Dataset entries:
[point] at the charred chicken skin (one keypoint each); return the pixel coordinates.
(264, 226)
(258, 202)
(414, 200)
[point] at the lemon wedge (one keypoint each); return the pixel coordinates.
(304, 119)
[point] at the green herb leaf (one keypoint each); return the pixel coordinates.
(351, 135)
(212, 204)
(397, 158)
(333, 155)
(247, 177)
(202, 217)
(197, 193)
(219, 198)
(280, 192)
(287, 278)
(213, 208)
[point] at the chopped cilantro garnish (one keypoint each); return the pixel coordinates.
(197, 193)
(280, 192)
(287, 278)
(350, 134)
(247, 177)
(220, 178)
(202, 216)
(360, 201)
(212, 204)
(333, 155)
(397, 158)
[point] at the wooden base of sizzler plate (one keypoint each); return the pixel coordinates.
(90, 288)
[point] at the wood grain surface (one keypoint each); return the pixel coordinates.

Work item: Each entry above is to be written out exactly.

Exercise answer:
[point] at the charred chicken skin (one keypoint each); return the pixel coordinates.
(264, 226)
(258, 202)
(414, 200)
[point] at the lemon wedge (one keypoint each); return the pixel coordinates.
(304, 119)
[point] at the green herb leaf (one keypoint each); return the pixel coordinates.
(351, 135)
(212, 204)
(397, 158)
(333, 155)
(247, 177)
(202, 217)
(197, 193)
(219, 198)
(280, 192)
(287, 278)
(213, 208)
[point] at the chopped cilantro garnish (one keypoint each); return the pixel coordinates.
(197, 193)
(280, 192)
(287, 278)
(350, 134)
(247, 177)
(220, 178)
(202, 216)
(360, 201)
(212, 204)
(333, 155)
(397, 158)
[point] at the wooden base of sizzler plate (one keypoint each); return the pixel coordinates.
(90, 288)
[point] at the wood grain surface (one keypoint each); return the pixel coordinates.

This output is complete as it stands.